Au croisement de plusieurs disciplines, telles que la psychologie, la sociologie, la philosophie mais aussi la géographie, la notion même d’identité est complexe à définir tant les interactions qui entrent en compte pour la composer sont nombreuses. Du déterminisme social à la singularité individuelle, elle revêt plusieurs aspects, à plus forte raison, son absence d’immuabilité la rend inconstante. Véritable processus dynamique, elle se forme et se transforme au gré de nos parcours, rencontres ou expériences.
Quels effets peut donc avoir la mise en détention sur l’identité ? Quels processus la prison, décrite par Foucault (1975), par Lémire (1990) et par Chantraine (2004) comme l’outil privilégié de la répression, enclenche-t-elle chez les détenus ? Qui la personne incarcérée pense-t-elle être ? Qui est la personne qu’elle souhaite devenir ? Quelle “étiquette” pense-t-elle que les autres portent sur elle ? Auprès de quel groupe crée-t-elle un sentiment d’appartenance ? Quelles conséquences l’identité mouvante du détenu aura-t-elle sur sa réinsertion sociale et professionnelle ? Autant de questions sur lesquelles cet article tentera d’apporter un éclairage. Pour ce faire, nous aborderons dans cet article le choc que représente de l’entrée en détention et ses effets possibles sur l’individu. Suite à celui-ci, se font ressentir rapidement les différents types de pertes liées au caractère englobant du milieu, nous les décrirons ainsi que ce qu’elles peuvent impliquer à court ou long terme. Suite à cela, nous aborderons les processus de socialisation carcérale et de prisonniérisation qui s’établissent au cours de la détention. Afin d’apporter à cet article une dimension empirique, et d’observer la diversité des individus soumis à cette expérience, nous exposerons les portraits croisés de trois anciens détenus, en décrivant leurs situations, attitudes et sentiments avant, pendant et suite à leur détention. Enfin, nous aborderons la fonction de réhabilitation de la prison et nous intéresserons spécifiquement à la question de l’identité du détenu dans ce cadre, l’importance de son rôle et les méthodes avec laquelle il peut s’avérer nécessaire de la renégocier afin de retrouver une écologie.

*Consigne 1*
Affichez toutes les lignes des enregistrements contenant le mot « shorts », en tenant compte de la casse.

*Données fournies*
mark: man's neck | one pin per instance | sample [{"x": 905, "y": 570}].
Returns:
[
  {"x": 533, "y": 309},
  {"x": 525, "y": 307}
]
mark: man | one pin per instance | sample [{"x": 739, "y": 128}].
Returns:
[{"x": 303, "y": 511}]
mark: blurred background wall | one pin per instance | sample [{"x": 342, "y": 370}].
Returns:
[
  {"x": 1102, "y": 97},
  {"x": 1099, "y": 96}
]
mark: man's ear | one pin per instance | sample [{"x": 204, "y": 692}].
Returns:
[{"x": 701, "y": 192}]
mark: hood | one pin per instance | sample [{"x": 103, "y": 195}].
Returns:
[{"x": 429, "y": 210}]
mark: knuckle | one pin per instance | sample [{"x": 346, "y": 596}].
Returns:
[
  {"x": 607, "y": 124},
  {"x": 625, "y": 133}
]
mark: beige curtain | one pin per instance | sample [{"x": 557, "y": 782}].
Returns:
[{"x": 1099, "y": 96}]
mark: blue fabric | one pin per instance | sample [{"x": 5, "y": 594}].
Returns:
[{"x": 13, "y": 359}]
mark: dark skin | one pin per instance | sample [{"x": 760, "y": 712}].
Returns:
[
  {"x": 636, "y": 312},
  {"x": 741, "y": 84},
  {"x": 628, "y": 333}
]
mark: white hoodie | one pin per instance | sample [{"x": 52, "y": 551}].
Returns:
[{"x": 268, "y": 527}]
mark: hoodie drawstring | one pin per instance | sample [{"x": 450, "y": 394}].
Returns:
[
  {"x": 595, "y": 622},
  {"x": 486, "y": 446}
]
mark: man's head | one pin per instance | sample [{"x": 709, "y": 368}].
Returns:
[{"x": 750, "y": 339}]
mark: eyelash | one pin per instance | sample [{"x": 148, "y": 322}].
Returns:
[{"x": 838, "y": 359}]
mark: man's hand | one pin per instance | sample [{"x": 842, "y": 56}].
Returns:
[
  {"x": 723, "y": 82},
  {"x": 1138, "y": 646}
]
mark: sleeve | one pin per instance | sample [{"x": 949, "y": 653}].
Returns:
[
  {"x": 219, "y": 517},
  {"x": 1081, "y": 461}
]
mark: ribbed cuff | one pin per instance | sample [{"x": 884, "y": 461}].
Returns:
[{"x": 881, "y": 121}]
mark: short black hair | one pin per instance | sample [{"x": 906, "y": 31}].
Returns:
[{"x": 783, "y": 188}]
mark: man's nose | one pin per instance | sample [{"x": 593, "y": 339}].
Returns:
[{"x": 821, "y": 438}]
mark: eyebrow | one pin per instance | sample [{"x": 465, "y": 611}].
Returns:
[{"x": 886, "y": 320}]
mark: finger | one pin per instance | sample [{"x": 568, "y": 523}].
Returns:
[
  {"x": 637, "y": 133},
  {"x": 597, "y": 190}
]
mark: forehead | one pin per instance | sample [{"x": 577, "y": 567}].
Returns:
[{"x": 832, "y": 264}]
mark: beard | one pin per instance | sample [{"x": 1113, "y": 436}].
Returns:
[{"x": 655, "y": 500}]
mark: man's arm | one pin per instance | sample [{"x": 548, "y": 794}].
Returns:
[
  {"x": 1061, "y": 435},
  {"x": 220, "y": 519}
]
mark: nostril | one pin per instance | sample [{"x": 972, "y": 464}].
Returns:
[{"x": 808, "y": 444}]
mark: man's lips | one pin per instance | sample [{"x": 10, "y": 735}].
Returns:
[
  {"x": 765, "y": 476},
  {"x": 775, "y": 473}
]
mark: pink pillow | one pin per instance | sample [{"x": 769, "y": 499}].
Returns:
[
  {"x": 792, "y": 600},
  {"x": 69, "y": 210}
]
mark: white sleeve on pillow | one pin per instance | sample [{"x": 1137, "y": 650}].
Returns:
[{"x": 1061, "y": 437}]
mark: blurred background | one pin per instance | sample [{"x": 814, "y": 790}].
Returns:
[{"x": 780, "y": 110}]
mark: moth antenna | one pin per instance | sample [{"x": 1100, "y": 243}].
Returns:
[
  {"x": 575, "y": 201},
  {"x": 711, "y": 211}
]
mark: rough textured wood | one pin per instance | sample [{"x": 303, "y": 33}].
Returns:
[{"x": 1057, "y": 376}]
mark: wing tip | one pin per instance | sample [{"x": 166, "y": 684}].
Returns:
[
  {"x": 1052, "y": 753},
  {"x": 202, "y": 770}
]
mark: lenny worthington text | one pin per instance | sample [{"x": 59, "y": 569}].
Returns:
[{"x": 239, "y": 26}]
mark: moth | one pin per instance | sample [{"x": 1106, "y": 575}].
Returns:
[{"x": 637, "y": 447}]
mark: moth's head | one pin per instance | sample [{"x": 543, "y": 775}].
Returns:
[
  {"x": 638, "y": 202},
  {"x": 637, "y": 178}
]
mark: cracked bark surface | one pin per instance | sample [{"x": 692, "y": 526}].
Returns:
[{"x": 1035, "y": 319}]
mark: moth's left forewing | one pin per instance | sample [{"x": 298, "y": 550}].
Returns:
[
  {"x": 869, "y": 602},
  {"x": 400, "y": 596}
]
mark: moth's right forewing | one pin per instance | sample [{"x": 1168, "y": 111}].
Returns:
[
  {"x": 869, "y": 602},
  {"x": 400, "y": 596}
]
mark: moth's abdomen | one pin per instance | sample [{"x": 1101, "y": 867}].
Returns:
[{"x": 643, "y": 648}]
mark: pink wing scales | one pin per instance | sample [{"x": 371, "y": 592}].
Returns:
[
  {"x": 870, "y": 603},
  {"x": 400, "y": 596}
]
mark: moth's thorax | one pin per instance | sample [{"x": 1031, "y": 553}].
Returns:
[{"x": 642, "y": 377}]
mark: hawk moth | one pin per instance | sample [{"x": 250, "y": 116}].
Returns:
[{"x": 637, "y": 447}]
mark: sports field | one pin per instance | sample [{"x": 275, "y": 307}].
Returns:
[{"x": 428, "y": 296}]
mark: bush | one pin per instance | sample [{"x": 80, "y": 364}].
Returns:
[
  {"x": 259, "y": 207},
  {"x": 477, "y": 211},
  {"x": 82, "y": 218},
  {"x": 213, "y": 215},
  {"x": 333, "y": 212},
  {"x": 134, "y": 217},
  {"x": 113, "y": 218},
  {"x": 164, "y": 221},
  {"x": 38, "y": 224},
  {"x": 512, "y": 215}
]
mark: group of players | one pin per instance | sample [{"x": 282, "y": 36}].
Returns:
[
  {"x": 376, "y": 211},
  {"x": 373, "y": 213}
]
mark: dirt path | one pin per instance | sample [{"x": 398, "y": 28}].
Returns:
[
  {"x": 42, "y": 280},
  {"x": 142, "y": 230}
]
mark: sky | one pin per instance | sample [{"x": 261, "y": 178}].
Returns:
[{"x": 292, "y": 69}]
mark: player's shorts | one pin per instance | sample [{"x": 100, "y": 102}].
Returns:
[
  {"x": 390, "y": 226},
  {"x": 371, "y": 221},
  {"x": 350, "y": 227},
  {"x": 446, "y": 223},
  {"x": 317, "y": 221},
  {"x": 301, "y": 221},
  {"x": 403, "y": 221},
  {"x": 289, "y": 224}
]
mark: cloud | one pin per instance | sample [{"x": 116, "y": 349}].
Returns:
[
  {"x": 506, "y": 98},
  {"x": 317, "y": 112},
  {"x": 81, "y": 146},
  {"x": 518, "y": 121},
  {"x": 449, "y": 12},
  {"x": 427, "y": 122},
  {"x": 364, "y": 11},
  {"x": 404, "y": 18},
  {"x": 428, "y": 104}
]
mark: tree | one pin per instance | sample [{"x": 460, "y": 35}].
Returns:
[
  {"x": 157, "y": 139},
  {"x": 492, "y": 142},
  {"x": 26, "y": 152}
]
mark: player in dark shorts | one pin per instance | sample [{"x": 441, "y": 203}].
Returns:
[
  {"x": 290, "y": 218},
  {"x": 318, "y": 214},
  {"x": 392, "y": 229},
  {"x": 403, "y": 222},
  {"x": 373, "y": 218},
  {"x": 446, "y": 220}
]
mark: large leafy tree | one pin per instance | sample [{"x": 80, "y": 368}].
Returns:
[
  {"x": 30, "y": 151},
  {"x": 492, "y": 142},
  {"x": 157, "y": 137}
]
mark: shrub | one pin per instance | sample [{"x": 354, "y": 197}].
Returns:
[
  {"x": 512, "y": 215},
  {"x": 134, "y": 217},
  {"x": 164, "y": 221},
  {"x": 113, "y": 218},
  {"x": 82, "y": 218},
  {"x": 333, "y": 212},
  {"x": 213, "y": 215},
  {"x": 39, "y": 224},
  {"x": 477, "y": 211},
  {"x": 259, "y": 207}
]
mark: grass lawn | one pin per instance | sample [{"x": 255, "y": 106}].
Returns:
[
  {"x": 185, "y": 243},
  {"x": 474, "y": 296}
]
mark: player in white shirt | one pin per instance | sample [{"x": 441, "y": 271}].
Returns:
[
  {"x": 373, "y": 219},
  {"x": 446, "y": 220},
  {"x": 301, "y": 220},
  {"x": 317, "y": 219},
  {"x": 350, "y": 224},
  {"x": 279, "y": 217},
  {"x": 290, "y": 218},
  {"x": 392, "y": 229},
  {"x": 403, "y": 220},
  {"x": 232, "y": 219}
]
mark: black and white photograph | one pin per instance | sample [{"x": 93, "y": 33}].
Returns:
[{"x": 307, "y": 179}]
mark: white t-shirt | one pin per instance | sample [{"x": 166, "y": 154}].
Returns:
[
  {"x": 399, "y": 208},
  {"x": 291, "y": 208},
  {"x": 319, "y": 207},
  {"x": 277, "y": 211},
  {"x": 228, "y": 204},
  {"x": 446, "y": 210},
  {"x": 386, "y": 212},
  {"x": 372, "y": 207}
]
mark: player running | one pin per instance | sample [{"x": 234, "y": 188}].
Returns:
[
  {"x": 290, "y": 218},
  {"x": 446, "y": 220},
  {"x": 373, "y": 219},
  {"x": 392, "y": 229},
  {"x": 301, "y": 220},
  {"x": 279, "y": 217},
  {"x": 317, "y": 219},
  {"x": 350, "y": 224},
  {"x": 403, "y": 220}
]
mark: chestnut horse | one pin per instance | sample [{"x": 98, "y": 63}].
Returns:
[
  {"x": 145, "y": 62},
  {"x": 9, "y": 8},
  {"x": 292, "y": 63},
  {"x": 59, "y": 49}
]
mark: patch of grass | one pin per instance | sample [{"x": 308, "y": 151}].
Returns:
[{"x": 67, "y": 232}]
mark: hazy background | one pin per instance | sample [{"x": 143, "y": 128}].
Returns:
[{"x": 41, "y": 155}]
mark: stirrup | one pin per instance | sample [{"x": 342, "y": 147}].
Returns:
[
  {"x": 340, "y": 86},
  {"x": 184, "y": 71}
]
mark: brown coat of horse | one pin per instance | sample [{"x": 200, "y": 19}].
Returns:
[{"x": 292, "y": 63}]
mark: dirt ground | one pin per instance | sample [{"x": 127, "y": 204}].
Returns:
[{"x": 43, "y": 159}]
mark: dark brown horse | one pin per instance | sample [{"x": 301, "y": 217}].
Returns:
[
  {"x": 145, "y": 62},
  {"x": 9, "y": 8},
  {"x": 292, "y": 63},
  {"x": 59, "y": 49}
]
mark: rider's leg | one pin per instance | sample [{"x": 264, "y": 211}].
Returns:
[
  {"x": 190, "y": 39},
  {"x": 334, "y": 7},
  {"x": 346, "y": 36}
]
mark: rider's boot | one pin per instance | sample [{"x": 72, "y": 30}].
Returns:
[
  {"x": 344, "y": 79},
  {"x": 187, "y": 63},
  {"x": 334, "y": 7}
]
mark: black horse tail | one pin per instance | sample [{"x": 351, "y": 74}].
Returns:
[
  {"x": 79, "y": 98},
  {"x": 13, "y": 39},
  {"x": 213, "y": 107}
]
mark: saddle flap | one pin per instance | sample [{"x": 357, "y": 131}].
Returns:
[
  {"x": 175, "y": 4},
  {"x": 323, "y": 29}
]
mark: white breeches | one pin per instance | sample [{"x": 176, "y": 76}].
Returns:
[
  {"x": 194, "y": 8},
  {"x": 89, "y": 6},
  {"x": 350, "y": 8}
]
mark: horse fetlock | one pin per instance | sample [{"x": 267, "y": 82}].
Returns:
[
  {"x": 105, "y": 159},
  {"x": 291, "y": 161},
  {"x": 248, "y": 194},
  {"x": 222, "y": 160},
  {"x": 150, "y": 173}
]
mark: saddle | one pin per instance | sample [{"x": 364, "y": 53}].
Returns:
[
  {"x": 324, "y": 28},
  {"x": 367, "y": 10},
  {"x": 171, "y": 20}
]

*Consigne 2*
Selon le texte sur l'identité en détention, combien d'anciens détenus font l'objet de portraits croisés ?

*Réponse rédigée 1*
mark: player's shorts | one pin per instance | sample [{"x": 100, "y": 102}].
mark: player in dark shorts | one pin per instance | sample [{"x": 441, "y": 203}].

*Réponse rédigée 2*
Trois anciens détenus.